**Assigned task:**
Only the lines from the one containing "In this exercise you will tag the round" through the last line of the entries are wanted. Transcribe them exactly.

-- Opening Marker --

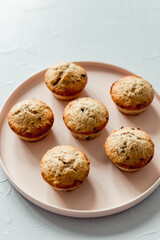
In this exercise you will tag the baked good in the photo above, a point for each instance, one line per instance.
(85, 117)
(31, 119)
(129, 148)
(132, 94)
(64, 167)
(66, 80)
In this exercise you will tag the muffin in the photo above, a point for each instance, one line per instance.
(132, 94)
(64, 167)
(85, 117)
(31, 119)
(66, 80)
(129, 148)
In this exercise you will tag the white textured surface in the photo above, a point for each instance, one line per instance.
(34, 35)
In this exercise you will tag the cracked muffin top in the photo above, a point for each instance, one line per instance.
(85, 116)
(30, 118)
(129, 148)
(64, 167)
(66, 79)
(132, 93)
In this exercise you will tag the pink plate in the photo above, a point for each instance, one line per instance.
(107, 189)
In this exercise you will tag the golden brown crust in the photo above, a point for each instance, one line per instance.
(30, 119)
(129, 148)
(66, 79)
(85, 116)
(64, 167)
(132, 93)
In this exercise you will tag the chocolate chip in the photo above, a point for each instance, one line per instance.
(57, 81)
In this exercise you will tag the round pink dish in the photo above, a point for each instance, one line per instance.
(107, 190)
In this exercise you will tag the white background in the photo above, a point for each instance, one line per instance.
(34, 34)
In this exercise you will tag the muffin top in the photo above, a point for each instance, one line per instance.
(129, 147)
(66, 79)
(30, 118)
(132, 93)
(85, 116)
(64, 167)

-- Closing Marker --

**Output for this exercise:**
In this exercise you will tag the round pink dish in the photo above, a point for each instance, one line per instance.
(107, 190)
In this exercise you will tag the white background in the photo above, a point for each instance, one line per instance.
(34, 34)
In this exercise you will tag the muffin top in the photo above, a point for each instance, one line per instance.
(129, 147)
(66, 79)
(30, 118)
(132, 93)
(85, 116)
(64, 167)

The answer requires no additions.